Material shown:
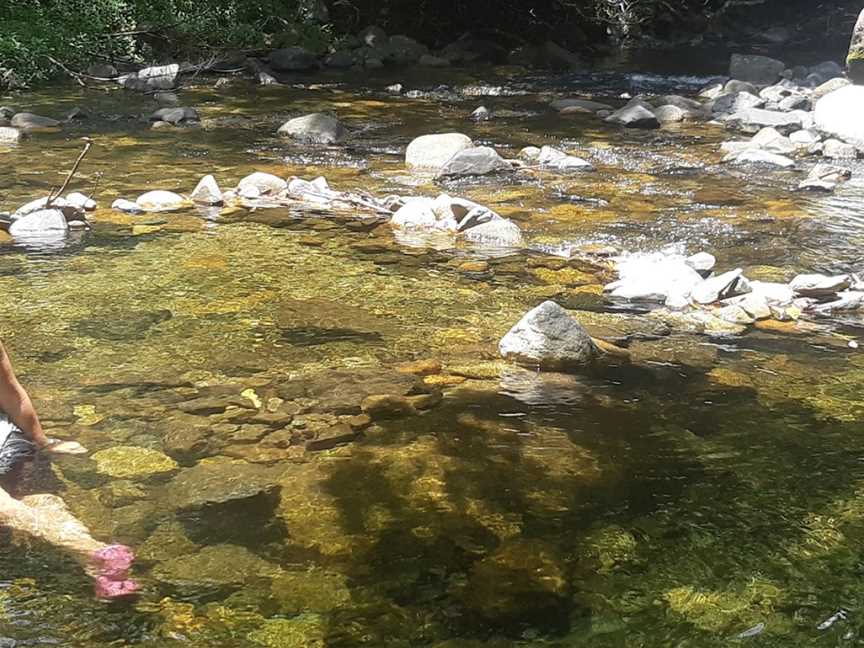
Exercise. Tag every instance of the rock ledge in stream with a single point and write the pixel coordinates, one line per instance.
(317, 128)
(432, 152)
(549, 338)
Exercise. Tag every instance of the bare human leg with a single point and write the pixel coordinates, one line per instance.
(46, 517)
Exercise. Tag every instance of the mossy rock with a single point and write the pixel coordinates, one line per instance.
(213, 570)
(304, 631)
(522, 584)
(132, 462)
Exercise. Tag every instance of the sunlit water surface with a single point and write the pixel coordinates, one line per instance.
(714, 488)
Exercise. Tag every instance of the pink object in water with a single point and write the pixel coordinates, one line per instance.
(107, 588)
(112, 564)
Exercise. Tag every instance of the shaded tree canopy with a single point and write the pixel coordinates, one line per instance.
(37, 34)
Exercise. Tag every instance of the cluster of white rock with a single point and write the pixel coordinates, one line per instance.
(457, 216)
(41, 219)
(682, 283)
(790, 114)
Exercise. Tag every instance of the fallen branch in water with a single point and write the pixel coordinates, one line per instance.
(78, 76)
(52, 196)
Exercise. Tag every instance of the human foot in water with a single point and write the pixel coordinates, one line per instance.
(112, 565)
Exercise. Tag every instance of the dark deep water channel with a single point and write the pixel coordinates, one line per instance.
(715, 485)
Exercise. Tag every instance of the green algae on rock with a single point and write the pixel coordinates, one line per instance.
(130, 462)
(212, 569)
(303, 631)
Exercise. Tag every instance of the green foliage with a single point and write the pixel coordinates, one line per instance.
(78, 32)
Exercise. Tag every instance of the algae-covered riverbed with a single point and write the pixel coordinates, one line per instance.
(215, 364)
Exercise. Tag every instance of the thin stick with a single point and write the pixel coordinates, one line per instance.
(52, 196)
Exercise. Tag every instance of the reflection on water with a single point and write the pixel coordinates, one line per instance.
(714, 487)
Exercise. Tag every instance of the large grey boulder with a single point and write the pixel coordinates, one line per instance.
(317, 128)
(824, 177)
(499, 232)
(293, 59)
(434, 151)
(262, 183)
(480, 160)
(733, 102)
(403, 50)
(552, 158)
(160, 200)
(207, 192)
(160, 77)
(9, 135)
(818, 285)
(723, 286)
(839, 114)
(177, 115)
(373, 36)
(827, 88)
(28, 122)
(759, 157)
(548, 337)
(578, 105)
(834, 149)
(855, 57)
(634, 116)
(758, 70)
(754, 119)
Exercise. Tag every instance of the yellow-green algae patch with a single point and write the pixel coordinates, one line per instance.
(128, 462)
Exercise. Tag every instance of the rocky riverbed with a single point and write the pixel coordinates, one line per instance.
(313, 412)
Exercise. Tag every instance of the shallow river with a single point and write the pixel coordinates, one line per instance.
(711, 493)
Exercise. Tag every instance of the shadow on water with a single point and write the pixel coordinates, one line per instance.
(546, 522)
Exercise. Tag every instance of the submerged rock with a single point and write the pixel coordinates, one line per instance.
(263, 183)
(160, 77)
(553, 158)
(838, 114)
(634, 116)
(177, 115)
(548, 337)
(753, 119)
(476, 161)
(824, 177)
(654, 277)
(758, 70)
(314, 590)
(579, 105)
(293, 59)
(9, 135)
(160, 200)
(212, 570)
(521, 581)
(127, 206)
(207, 192)
(80, 201)
(434, 151)
(722, 286)
(218, 483)
(28, 122)
(836, 150)
(43, 221)
(759, 157)
(855, 55)
(817, 285)
(317, 128)
(499, 232)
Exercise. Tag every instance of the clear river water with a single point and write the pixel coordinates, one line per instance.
(709, 494)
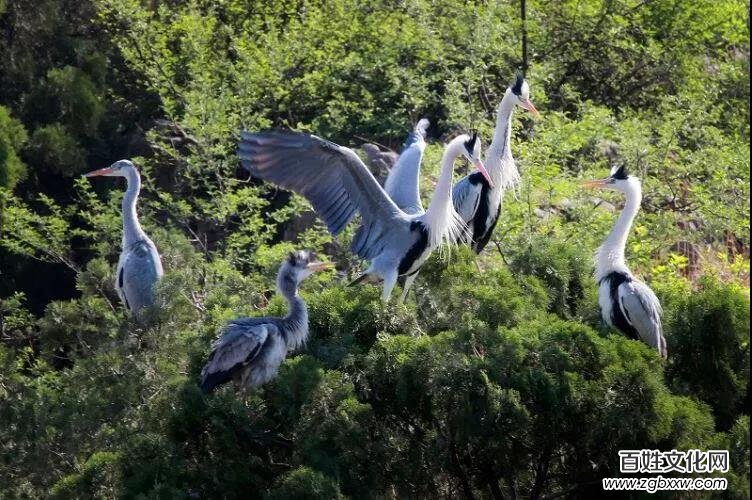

Brief: Each record above goes into the copy unchanged; the pictures do not.

Solved exercise:
Exercise. Tag every instance of the rock ledge in stream with a single point and write the pixel coordinates, one line per instance.
(317, 128)
(432, 152)
(549, 338)
Exercise. Tag every instance of the bare human leg with a single point and write the pixel coordinates, one line per instance.
(46, 517)
Exercise. Tag every instance of the mossy rock with a single point and write the pixel coordinates, one line per instance.
(213, 570)
(304, 631)
(522, 584)
(132, 462)
Exercise. Tag every instance of the sunlit water surface with a single point and write the pixel coordinates, one line per instance.
(714, 488)
Exercise. Tag every instance of the pink object in water with a single point and write the pixel coordinates, one line per instance.
(107, 588)
(112, 564)
Exercise. Tag every instance of the shaded tree canopy with a single point and write the pixel coordinates, one line per instance.
(37, 34)
Exercise. Tag every instance of the cluster of white rock with a single point and write the pixel coordinates, one line per instance.
(457, 216)
(41, 219)
(682, 283)
(790, 114)
Exercise. Tag every instance of the fallen branch in water with a single point and write the pixel coordinates, one line per instance.
(78, 76)
(52, 196)
Exercise. Tag every instance of the human foot in water with a single point and write the pixel coordinates, one line per instance.
(112, 565)
Exercise. Tag every instance of the dark deep water channel with a single point and write the pixel coordinates, one line per instance.
(715, 485)
Exercise. Tag every instance of the green algae on rock with a single point and write the pixel coordinates, one line per instance.
(130, 462)
(212, 569)
(303, 631)
Exercise. Tag every instance of the green foliage with a single point and write the pixel coordinates, one line per instance.
(78, 32)
Exercise. Tag every instance of the algae-covered riverbed with a single point and write the pixel coordinates, one line per instance.
(215, 364)
Exercise. Tag every instance of the thin stick with a single point and write the pixel coordinates, one line per instance.
(52, 196)
Exercise. Tag every instance of the reflection on water with a single point and write the pixel coordinates, one line per instance.
(714, 487)
Exercise. Tag every instance of the large grey boulder with a single point and write the pixel coordinates, one line per instance.
(317, 128)
(824, 177)
(499, 232)
(293, 59)
(434, 151)
(262, 183)
(480, 160)
(733, 102)
(403, 50)
(552, 158)
(160, 200)
(207, 192)
(160, 77)
(9, 135)
(818, 285)
(723, 286)
(839, 114)
(177, 115)
(373, 36)
(827, 88)
(28, 122)
(759, 157)
(548, 337)
(578, 105)
(834, 149)
(855, 57)
(634, 116)
(758, 70)
(754, 119)
Exercise. Tag every instance of the yellow-green algae patch with a single point and write the pixel coordinates, one line per instance.
(128, 462)
Exercise. Tag every instance of the rocky riverbed with a single point and write the pixel coordinates, one line per instance.
(313, 412)
Exercise. Tag every instance of the shallow river with a single point and write the pixel coordinates, one line per instance.
(711, 493)
Exercise. Tag every instance of the shadow on water with a single point and write the pixel coordinates, one line per instance.
(546, 522)
Exercise. Tag every instance of the submerged rock with a single point and write the pixel coordinates, one line per instance.
(263, 183)
(160, 77)
(553, 158)
(838, 114)
(634, 116)
(177, 115)
(548, 337)
(753, 119)
(476, 161)
(824, 177)
(654, 277)
(758, 70)
(314, 590)
(579, 105)
(293, 59)
(9, 135)
(160, 200)
(212, 570)
(521, 581)
(127, 206)
(207, 192)
(80, 201)
(434, 151)
(722, 286)
(218, 483)
(28, 122)
(836, 150)
(43, 221)
(759, 157)
(855, 55)
(817, 285)
(317, 128)
(499, 232)
Exercise. Tag every instance of the clear river water with a single point and write the pixel coordinates, one line per instance.
(709, 494)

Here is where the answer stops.